— Start Source text —

The recommendation by a Chilean environmental regulator to reject the permit for Anglo American's $3.3bn (R52.4bn) expansion of the Los Bronces copper mine has underscored the challenging operating environment for mines in South America, analysts said.
Anglo faces a potential hurdle after the Environmental Assessment Service of Chile (SEA) advised that the application for extending Los Bronces be rejected.
Through the expansion, Anglo is seeking to replace low-grade ore with higher-grade ore from new phases in the Los Bronces Integrated Project (LBIP).
Makhosi Nyamela, equity research analyst at FNB Wealth & Investment Solutions, said the Los Bronces extension would likely still be authorised and the current situation could involve political jockeying.
He said the project would be important for Anglo’s reduction of carbon emissions from the mine. “So if they cannot authorise this project, that means some of Anglo’s investment towards reduction of emissions does not go through. I don’t think this is the final decision.”
Nyamela said tax and constitutional reforms were creating uncertainty in mining in Chile.
“Their political environment makes it that much more difficult. It is a matter of navigating those difficult environments while ensuring you do not compromise returns to shareholders.”
Chile is the world’s biggest producer of copper, a major component for electric vehicles viewed as crucial to a cleaner environment. It is also used in household appliances and wind turbines.
In the Fraser Institute's annual mining survey, Chile declined by 14.2 points (a 17% drop) in its policy score in 2021. The report said miners expressed increased concerns over the country’s legal system, the uncertainty over disputed land claims and regulatory duplication and inconsistencies.

— End Source text —
— Start Given records —

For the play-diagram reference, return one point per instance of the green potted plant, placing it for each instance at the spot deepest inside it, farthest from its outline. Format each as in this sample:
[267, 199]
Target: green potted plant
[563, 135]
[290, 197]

— End Given records —
— Start Given records —

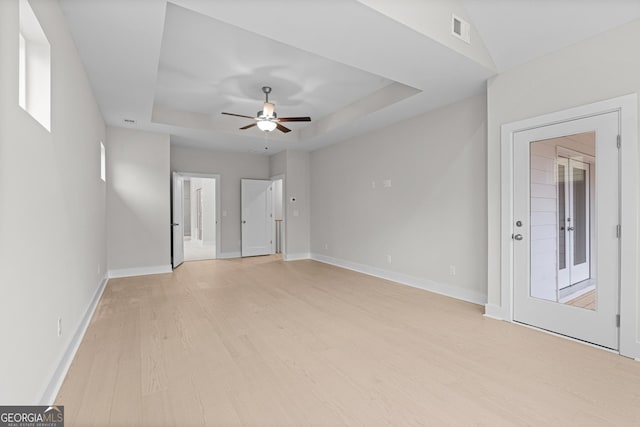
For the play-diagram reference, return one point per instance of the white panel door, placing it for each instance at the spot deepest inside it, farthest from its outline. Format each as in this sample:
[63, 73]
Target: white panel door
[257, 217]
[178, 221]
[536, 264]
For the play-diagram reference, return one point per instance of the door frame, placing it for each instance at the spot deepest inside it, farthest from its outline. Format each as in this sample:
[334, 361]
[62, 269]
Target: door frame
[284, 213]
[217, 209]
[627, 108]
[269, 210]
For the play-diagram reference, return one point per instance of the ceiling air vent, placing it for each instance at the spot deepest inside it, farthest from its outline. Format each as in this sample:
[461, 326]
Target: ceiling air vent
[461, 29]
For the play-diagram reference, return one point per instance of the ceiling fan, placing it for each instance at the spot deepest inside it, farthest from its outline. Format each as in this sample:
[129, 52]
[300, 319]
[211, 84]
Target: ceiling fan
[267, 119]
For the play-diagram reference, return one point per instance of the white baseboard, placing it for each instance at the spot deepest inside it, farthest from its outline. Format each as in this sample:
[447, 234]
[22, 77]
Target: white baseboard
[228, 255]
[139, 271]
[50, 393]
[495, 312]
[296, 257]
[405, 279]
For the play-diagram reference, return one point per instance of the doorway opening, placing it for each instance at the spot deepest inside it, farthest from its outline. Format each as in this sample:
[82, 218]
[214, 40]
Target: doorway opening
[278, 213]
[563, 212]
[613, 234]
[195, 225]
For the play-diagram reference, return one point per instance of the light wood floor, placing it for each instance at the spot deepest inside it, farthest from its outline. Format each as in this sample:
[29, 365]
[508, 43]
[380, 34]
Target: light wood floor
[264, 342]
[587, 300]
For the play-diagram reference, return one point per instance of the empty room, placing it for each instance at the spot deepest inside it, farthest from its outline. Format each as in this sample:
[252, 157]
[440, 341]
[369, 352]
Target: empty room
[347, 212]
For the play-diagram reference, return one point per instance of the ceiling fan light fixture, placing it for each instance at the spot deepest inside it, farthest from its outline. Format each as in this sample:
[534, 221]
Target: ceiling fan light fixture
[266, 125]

— End Given records —
— Start Given records —

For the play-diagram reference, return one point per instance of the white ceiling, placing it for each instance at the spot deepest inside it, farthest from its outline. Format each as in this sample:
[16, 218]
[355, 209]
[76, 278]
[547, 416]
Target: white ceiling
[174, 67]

— End Given records —

Reproduce the stretch of the Los Bronces article from "Anglo faces a" through "Bronces be rejected.".

**Result of this exercise:**
Anglo faces a potential hurdle after the Environmental Assessment Service of Chile (SEA) advised that the application for extending Los Bronces be rejected.